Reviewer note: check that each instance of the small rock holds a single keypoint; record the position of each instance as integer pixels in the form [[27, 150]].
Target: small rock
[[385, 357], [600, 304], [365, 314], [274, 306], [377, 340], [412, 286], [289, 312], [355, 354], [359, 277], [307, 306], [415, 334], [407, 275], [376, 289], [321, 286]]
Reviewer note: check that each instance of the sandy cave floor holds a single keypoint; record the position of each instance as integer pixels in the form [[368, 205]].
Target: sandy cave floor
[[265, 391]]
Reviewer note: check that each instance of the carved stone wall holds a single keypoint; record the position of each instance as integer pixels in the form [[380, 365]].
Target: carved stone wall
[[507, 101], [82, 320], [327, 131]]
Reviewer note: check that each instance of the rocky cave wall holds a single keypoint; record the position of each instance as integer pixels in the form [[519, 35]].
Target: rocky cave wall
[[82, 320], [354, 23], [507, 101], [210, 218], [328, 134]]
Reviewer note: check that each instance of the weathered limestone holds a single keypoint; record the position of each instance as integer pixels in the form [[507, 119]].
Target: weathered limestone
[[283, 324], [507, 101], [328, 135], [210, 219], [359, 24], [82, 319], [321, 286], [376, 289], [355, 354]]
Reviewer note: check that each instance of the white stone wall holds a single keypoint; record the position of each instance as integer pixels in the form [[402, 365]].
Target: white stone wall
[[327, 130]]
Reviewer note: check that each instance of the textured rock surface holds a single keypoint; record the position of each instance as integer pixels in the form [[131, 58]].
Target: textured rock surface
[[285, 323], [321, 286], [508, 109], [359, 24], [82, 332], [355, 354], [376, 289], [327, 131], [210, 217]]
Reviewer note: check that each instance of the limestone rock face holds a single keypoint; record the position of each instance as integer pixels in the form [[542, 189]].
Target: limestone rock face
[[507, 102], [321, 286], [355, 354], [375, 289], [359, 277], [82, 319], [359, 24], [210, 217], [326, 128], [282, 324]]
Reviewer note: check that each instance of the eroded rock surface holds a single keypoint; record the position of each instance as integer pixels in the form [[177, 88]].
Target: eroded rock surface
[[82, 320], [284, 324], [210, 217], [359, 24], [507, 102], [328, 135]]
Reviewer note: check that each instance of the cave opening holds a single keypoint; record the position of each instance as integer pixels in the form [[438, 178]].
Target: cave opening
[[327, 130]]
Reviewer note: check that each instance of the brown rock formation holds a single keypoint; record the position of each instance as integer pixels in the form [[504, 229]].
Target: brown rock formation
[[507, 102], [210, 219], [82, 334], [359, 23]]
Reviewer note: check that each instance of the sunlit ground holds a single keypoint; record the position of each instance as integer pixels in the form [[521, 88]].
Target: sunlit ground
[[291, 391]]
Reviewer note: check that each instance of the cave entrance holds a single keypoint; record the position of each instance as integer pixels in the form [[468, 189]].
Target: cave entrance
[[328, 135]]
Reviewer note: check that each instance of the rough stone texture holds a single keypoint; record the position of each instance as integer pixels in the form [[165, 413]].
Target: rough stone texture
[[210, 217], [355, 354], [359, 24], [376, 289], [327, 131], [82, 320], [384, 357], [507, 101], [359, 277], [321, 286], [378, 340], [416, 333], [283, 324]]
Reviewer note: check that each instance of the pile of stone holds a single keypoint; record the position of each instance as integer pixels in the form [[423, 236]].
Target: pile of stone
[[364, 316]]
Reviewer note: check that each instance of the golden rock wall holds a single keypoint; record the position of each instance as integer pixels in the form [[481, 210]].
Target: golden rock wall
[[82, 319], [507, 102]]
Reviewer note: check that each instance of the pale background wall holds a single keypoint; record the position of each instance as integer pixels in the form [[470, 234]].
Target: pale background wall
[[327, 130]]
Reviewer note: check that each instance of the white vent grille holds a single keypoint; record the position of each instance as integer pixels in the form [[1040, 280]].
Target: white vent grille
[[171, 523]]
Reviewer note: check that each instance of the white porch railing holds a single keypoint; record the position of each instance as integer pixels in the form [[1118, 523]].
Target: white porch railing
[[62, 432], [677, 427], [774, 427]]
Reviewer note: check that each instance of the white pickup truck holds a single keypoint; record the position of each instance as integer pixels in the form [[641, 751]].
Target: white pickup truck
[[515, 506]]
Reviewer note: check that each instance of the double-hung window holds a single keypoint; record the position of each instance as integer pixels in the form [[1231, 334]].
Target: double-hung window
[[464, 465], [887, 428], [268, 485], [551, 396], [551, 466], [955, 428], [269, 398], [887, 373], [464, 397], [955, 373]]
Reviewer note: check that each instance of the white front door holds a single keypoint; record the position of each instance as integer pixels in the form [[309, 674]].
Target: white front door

····················

What you need to do
Reproduce all of the material above word for word.

The completed task
Reviewer note: check that each instance of the small rock holds a single keypoint; record the position of each instance as integer pixels in the form [[27, 150]].
Target: small rock
[[385, 357], [600, 304], [365, 314], [274, 306], [377, 340], [412, 286], [289, 312], [355, 354], [359, 277], [307, 306], [415, 334], [407, 275], [376, 289], [321, 286]]
Reviewer note: check that each instance of the sandy cave floor holds a single keypoint; record the position of each instance as integer pixels in the form [[368, 205]].
Target: sandy cave floor
[[265, 391]]
Reviewer note: check that each instance of the carved stone wall holds a single keypoint; record the position of each instance as integer pixels in the form [[380, 365]].
Target: carved stone wall
[[507, 101], [82, 320], [327, 131]]
Reviewer note: check that each instance of the rocky cave wall holds a single keypoint; record the position of each instance as integer pixels in the form [[519, 35]].
Target: rocky cave wall
[[82, 320], [354, 23], [507, 101], [210, 218], [328, 134]]
Reviewer note: check that each instance of the weathered limestone holds a single keypoint; record the position of each instance as integer pixels in the form [[507, 119]].
Target: weathered limestone
[[283, 324], [507, 101], [328, 135], [210, 219], [359, 24], [82, 319], [321, 286], [376, 289], [355, 354]]
Reviewer note: check that each instance of the white stone wall holds a single keypoint; record the position of each instance as integer pixels in the form [[402, 365]].
Target: white stone wall
[[327, 130]]
Reviewer note: check that each instance of the textured rock surface holds a single keypoint; record the position of each instance as integer pixels in the form [[131, 58]].
Target: textured rock surface
[[285, 323], [321, 286], [508, 109], [359, 24], [82, 332], [355, 354], [376, 289], [327, 131], [210, 217]]
Reviewer note: check that each instance of the limestone rock face holds a single keypoint; record the position of each instance as integer pixels in the form [[542, 189]].
Target: limestone rock face
[[507, 102], [321, 286], [355, 354], [375, 289], [359, 277], [82, 319], [359, 24], [210, 217], [326, 128], [282, 324]]
Reviewer note: check that each instance of the eroded rock surface holds a single keypoint; record the position of each instance as integer pixels in the form [[177, 88]].
Target: eroded rock surface
[[82, 320], [284, 324], [210, 217], [359, 24], [507, 102], [328, 135]]
Reviewer note: check that each instance of the cave opening holds a single keypoint; record the position of each instance as integer pixels in the form [[438, 178]].
Target: cave opening
[[327, 130]]
Reviewer note: check that each instance of the brown rock formation holds a single keypoint; record the position of each instance as integer pixels in the form [[504, 229]].
Target: brown rock formation
[[507, 102], [210, 219], [82, 334], [359, 23]]
Reviewer note: check that each instance of the sunlit ground holds a single keypoint; record the position of each instance as integer pixels in the form [[521, 88]].
Target: sunlit ground
[[291, 391]]
Reviewer note: check that each instance of the cave entrance holds a single keypoint; record the position of each instance as integer pixels in the form [[468, 189]].
Target: cave entrance
[[328, 135]]
Reviewer note: check that each instance of the rough stone texture holds a single keypoint; record the position of each instance as integer pixels in the form [[165, 413]].
Target: rough stone texture
[[210, 217], [355, 354], [359, 24], [376, 289], [327, 131], [82, 320], [384, 357], [507, 101], [359, 277], [321, 286], [378, 340], [416, 333], [283, 324]]
Reviewer note: check that each instance of the pile of stone holds a single keypoint; record the position of each instance as integer pixels in the form [[423, 236]].
Target: pile of stone
[[364, 316]]
Reviewer note: check that each instance of the golden rock wall holds a single keypoint; record the position of each instance as integer pixels in the form [[481, 210]].
Target: golden rock wall
[[82, 319], [507, 102]]
Reviewer note: check that each instance of the pale background wall holds a single keypoint; record the position of each instance as integer pixels in the form [[470, 234]].
Target: pale background wall
[[327, 130]]
Reviewer note: check that each instance of the white vent grille holds a single keypoint; record the position of each instance as integer pixels in the form [[1040, 280]].
Target: white vent grille
[[171, 523]]
Reviewer note: check that each instance of the white porch railing holds a single keypoint; record the position of each instance as integer pixels in the form [[1118, 523]].
Target: white porch railing
[[62, 432], [677, 427], [774, 427]]
Reviewer note: check that each instance of the white pickup truck holds a single keypoint; record the position of each instance as integer pixels in the form [[641, 751]].
Target: white pickup truck
[[515, 506]]
Reviewer note: check that each instance of the double-hung window holds a single keypoint; record the position of each instance as integer pixels in the form [[1231, 334]].
Target: double-hung window
[[464, 465], [887, 428], [268, 485], [551, 396], [551, 466], [955, 428], [269, 398], [887, 373], [464, 397], [955, 373]]
Reviewer note: check that each instance of the white front door holds a single keypoint; record the position of each instance as integer pixels in the form [[309, 674]].
Target: white front door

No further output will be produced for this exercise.